▶ **TESTO**:
--------------------------------
Significativo, in tale prospettiva, lo spostamento della scienza politica tedesca in direzione biologica fino a far prevalere scientificamente il valore politico e non più naturale della vita. Il totalitarismo concretizza tragicamente lo slittamento della nazione dal fatto biologico – impolitico e in sé privo di connotazioni morali – a quello politico. Lo Stato appare realmente grande quanto il territorio su cui si estende; allo stesso modo, il corpo dei suoi abitanti sembra realmente dover costituire una infrangibile catena che sostiene la sovranità della nazione. La politica nazista, tutta interessata ad incrementare la natalità, così come agli studi sull’eugenetica e all’igiene razziale, non è che il tentativo di governare la vita quale unica forza viva della storia. La potenza dello Stato viene direttamente collegata alla salute dei suoi membri.
--------------------------------
▶ **Dati di localizzazione con un punto per istanza**:
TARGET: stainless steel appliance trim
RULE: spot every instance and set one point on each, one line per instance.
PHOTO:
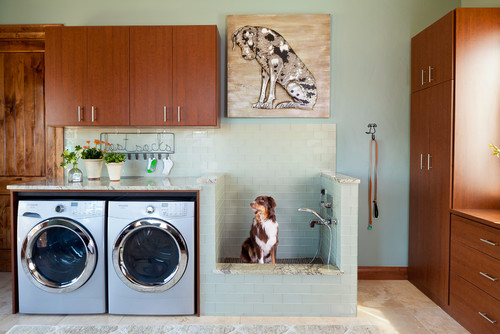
(121, 269)
(29, 265)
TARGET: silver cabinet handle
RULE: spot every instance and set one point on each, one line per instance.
(487, 318)
(494, 279)
(489, 242)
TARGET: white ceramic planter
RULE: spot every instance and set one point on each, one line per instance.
(114, 170)
(93, 168)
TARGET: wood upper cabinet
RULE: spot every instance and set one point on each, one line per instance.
(172, 73)
(196, 75)
(432, 54)
(174, 76)
(151, 75)
(87, 76)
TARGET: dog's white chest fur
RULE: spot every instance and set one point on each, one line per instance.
(271, 230)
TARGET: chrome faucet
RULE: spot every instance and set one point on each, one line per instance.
(321, 219)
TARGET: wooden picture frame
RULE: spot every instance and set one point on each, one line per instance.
(278, 65)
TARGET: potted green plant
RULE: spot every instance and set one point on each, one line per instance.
(71, 159)
(114, 162)
(92, 157)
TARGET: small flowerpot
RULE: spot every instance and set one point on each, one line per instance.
(75, 175)
(93, 168)
(114, 170)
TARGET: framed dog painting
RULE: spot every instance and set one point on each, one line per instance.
(278, 65)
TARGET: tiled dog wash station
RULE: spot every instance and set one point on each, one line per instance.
(248, 160)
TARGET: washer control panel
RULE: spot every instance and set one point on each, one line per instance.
(173, 209)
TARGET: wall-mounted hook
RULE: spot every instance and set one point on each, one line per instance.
(371, 130)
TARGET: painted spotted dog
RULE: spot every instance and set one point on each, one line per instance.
(280, 64)
(262, 244)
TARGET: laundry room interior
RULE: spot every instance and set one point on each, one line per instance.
(179, 167)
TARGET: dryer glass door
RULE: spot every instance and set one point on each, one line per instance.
(150, 255)
(58, 255)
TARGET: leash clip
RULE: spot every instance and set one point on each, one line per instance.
(371, 130)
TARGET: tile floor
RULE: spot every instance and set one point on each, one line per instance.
(393, 306)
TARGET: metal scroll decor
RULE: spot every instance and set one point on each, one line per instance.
(141, 142)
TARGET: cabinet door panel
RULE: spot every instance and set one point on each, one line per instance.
(432, 54)
(108, 75)
(151, 75)
(440, 63)
(195, 73)
(66, 76)
(437, 250)
(477, 113)
(419, 146)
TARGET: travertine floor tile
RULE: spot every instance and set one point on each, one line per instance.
(392, 306)
(438, 321)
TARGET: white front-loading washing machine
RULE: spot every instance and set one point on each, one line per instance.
(61, 256)
(151, 258)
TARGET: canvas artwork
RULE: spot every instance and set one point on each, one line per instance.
(278, 65)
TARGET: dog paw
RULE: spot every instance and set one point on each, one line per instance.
(262, 105)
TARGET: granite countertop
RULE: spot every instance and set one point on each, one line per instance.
(340, 178)
(127, 183)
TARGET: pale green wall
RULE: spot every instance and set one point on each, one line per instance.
(480, 3)
(370, 81)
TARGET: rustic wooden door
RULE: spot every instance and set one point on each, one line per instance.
(151, 76)
(66, 76)
(108, 75)
(28, 150)
(195, 75)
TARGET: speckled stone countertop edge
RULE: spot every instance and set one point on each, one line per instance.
(125, 184)
(340, 178)
(277, 269)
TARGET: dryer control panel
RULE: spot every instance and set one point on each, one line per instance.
(163, 210)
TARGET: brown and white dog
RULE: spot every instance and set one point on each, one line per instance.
(262, 244)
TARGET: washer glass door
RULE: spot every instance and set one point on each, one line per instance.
(150, 255)
(58, 255)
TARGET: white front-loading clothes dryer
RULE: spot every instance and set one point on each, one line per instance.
(151, 258)
(61, 256)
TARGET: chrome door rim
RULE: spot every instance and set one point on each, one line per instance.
(121, 269)
(29, 265)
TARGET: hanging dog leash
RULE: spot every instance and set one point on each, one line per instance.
(373, 184)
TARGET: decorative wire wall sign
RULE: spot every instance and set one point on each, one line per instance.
(149, 143)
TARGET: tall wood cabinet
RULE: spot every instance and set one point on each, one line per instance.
(455, 113)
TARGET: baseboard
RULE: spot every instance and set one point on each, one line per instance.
(382, 273)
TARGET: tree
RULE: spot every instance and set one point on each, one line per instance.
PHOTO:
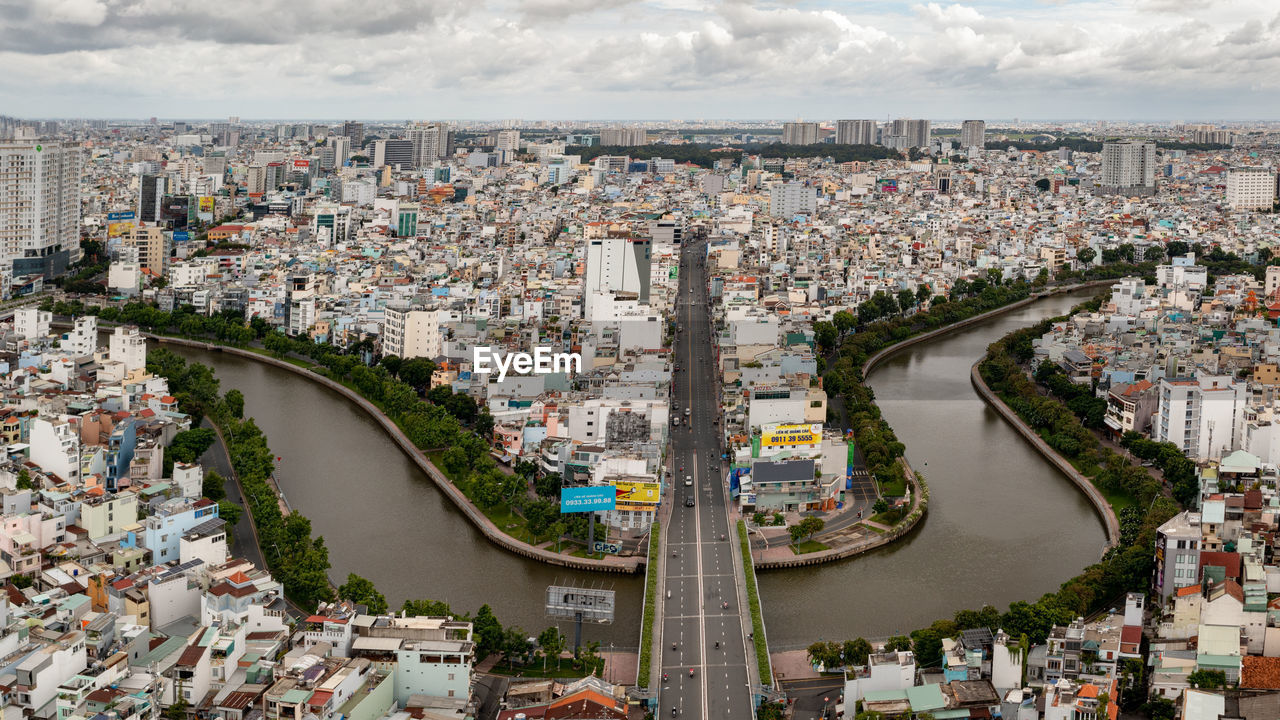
(1207, 679)
(552, 643)
(361, 591)
(455, 461)
(810, 525)
(213, 486)
(897, 642)
(392, 363)
(417, 373)
(1160, 709)
(824, 333)
(796, 532)
(190, 445)
(229, 511)
(234, 402)
(177, 711)
(487, 630)
(905, 300)
(856, 651)
(426, 607)
(539, 514)
(844, 320)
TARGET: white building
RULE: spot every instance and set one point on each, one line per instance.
(1251, 188)
(55, 447)
(617, 263)
(973, 133)
(32, 323)
(792, 199)
(40, 213)
(412, 333)
(124, 277)
(128, 346)
(855, 132)
(1201, 415)
(1129, 168)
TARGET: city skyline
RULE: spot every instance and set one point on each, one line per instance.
(1150, 59)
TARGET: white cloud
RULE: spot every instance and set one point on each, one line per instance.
(618, 58)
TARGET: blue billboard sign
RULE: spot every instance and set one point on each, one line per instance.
(589, 499)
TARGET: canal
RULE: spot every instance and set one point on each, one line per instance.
(1002, 524)
(382, 518)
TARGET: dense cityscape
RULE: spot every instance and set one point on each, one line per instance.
(438, 383)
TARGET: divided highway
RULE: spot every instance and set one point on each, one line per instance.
(703, 619)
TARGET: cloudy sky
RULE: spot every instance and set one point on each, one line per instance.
(640, 59)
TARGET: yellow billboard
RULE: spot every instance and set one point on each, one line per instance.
(791, 436)
(638, 493)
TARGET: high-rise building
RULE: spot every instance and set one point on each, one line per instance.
(255, 180)
(430, 142)
(154, 246)
(799, 133)
(40, 187)
(973, 133)
(394, 153)
(914, 133)
(625, 137)
(1251, 188)
(855, 132)
(792, 199)
(151, 197)
(507, 140)
(618, 263)
(355, 132)
(336, 151)
(1129, 168)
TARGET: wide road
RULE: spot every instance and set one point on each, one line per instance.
(699, 633)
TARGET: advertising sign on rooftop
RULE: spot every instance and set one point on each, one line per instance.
(589, 499)
(791, 436)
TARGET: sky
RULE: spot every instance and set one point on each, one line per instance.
(640, 59)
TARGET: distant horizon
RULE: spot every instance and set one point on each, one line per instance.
(726, 122)
(1133, 60)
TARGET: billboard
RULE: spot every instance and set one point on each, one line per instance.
(631, 492)
(780, 436)
(585, 500)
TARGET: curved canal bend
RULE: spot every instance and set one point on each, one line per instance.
(1002, 523)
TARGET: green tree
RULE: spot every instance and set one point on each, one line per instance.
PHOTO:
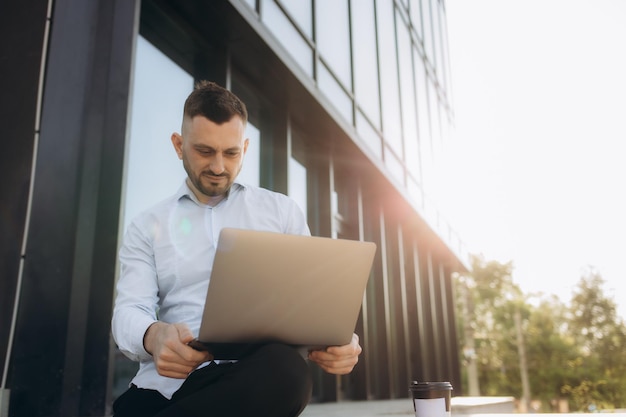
(599, 372)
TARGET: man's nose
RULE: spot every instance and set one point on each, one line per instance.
(217, 164)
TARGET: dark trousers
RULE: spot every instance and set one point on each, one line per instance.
(274, 381)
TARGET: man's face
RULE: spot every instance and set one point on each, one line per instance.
(212, 154)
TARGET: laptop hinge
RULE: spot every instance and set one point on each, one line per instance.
(4, 402)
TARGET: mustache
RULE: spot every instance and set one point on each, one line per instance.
(213, 174)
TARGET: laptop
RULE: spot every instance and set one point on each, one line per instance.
(267, 287)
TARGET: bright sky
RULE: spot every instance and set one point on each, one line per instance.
(539, 154)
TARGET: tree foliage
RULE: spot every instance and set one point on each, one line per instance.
(573, 351)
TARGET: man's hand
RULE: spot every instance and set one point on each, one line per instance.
(167, 343)
(338, 360)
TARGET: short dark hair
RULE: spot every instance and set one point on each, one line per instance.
(214, 102)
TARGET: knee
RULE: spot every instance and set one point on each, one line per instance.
(287, 372)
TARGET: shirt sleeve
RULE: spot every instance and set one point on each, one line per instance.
(136, 301)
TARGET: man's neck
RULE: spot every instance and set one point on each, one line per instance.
(205, 199)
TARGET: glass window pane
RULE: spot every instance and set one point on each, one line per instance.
(153, 171)
(416, 17)
(288, 36)
(436, 14)
(301, 12)
(369, 135)
(332, 24)
(297, 188)
(251, 170)
(428, 31)
(423, 112)
(407, 96)
(395, 167)
(335, 93)
(365, 60)
(390, 96)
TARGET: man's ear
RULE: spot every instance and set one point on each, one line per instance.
(177, 141)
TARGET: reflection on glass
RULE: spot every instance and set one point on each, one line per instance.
(335, 93)
(365, 64)
(407, 96)
(296, 187)
(392, 129)
(332, 24)
(368, 135)
(416, 17)
(153, 171)
(394, 166)
(423, 112)
(289, 37)
(428, 31)
(251, 170)
(301, 12)
(436, 13)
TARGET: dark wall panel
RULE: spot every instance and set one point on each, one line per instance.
(61, 349)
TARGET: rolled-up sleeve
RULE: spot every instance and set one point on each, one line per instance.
(137, 293)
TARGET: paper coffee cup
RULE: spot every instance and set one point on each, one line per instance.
(431, 399)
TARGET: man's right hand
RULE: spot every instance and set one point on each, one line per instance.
(167, 343)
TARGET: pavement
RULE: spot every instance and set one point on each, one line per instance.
(404, 408)
(398, 408)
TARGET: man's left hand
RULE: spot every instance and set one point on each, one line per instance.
(338, 360)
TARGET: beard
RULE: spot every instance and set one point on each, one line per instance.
(207, 186)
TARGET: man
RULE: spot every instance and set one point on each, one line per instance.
(166, 260)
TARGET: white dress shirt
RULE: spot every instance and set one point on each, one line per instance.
(166, 260)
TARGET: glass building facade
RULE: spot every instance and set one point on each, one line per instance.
(350, 109)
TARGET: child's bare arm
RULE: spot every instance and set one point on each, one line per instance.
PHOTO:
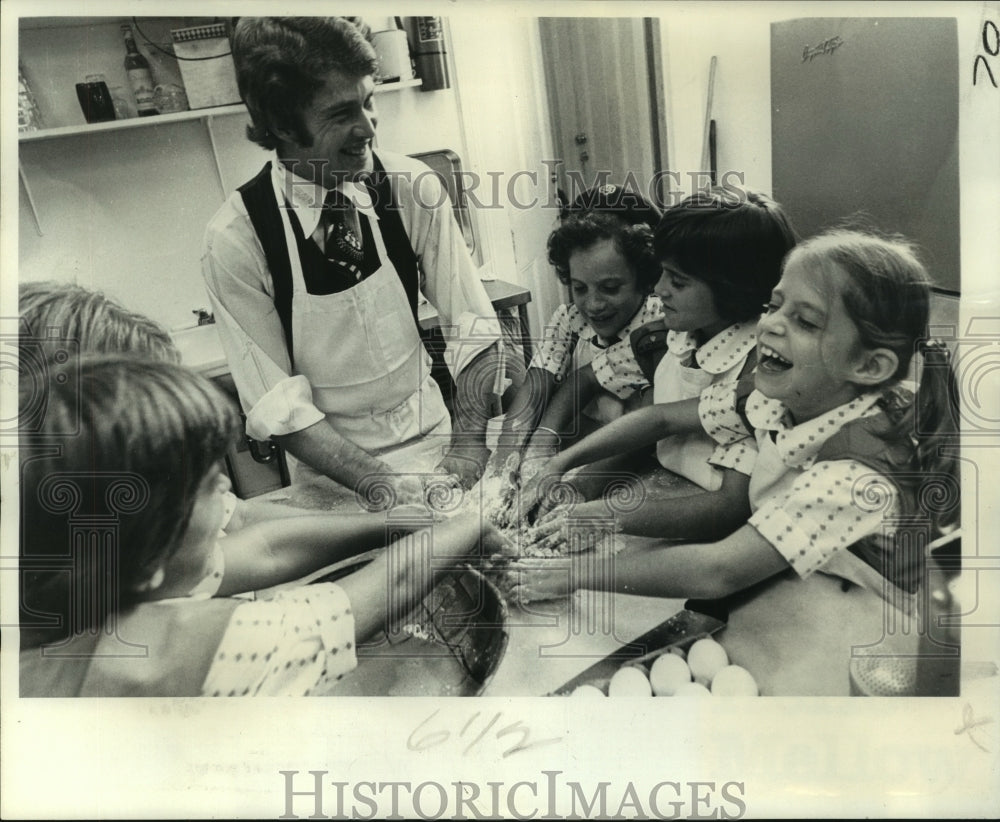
--------------------------------
▶ **VERIFICA LA COMPRENSIONE**:
A - Ricopia dal testo tutto ciò che va da "Significativo, in tale" fino a "dei suoi membri.".
B - Secondo il testo, a che cosa viene direttamente collegata la potenza dello Stato?

▶ **SOLUZIONI DEGLI ESERCIZI**:
A -
Significativo, in tale prospettiva, lo spostamento della scienza politica tedesca in direzione biologica fino a far prevalere scientificamente il valore politico e non più naturale della vita. Il totalitarismo concretizza tragicamente lo slittamento della nazione dal fatto biologico – impolitico e in sé privo di connotazioni morali – a quello politico. Lo Stato appare realmente grande quanto il territorio su cui si estende; allo stesso modo, il corpo dei suoi abitanti sembra realmente dover costituire una infrangibile catena che sostiene la sovranità della nazione. La politica nazista, tutta interessata ad incrementare la natalità, così come agli studi sull’eugenetica e all’igiene razziale, non è che il tentativo di governare la vita quale unica forza viva della storia. La potenza dello Stato viene direttamente collegata alla salute dei suoi membri.

B - Alla salute dei suoi membri.